Problems and tasks:
A: In the biography of Jan Hudson, which university granted her law degree?
B: Pick up the biography of Jan Hudson after its last sentence and keep writing it.
-- Text follows --
= Jan Hudson =

Canadian writer (1954–1990)

Janis "Jan" Mary Hudson (April 27, 1954 - April 22, 1990) was a Canadian writer.

The daughter of Laurence and Mary Wiedrick, she was born Janis Mary Wiedrick in Calgary, Alberta and grew up in Edmonton. During her high school years, Hudson spent a short time in Eugene, Oregon, where she was encouraged in her writing by an English and drama teacher there. She received a BA in English from the University of Calgary and a law degree from the University of Alberta. She became interested in Alberta's history while taking a course about First Nations treaties in western Canada.
-- Text concluded --
-- Data block follows --
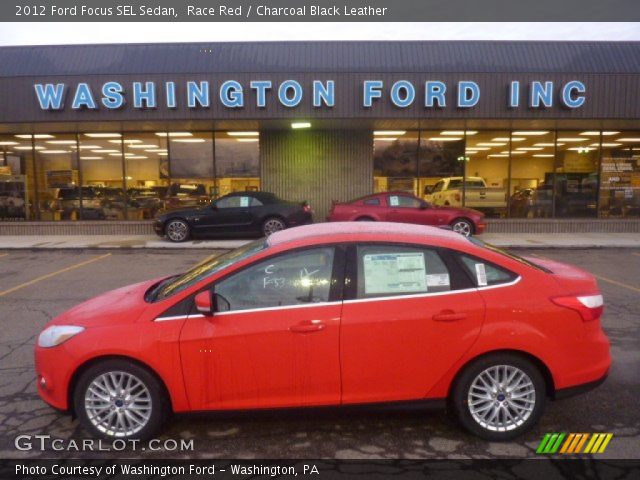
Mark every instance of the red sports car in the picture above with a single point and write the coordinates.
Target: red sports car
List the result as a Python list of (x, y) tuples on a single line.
[(406, 208), (332, 314)]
-- Data block concluded --
Answers to the exercise:
A: The University of Alberta.

B:
Hudson finished her manuscript for Sweetgrass in 1979. Although American publishers were not interested, the work placed second in the Alberta Writing for Young People competition. It was published in 1984 by Tree Frog Press, a small publishing company. It received the Canadian Library Association Book of the Year for Children Award and the Canada Council Children's Literature Prize. After it was released in the United States five years later, it was named Best Book for Young Adults by the American Library Association and received the Parents' Choice Award.

In 1990, Hudson published a second work of historical fiction Dawn Rider. It received the R. Ross Annett Award for Children's Literature.

She died in Edmonton at the age of 35 from sudden respiratory failure brought on by viral pneumonia.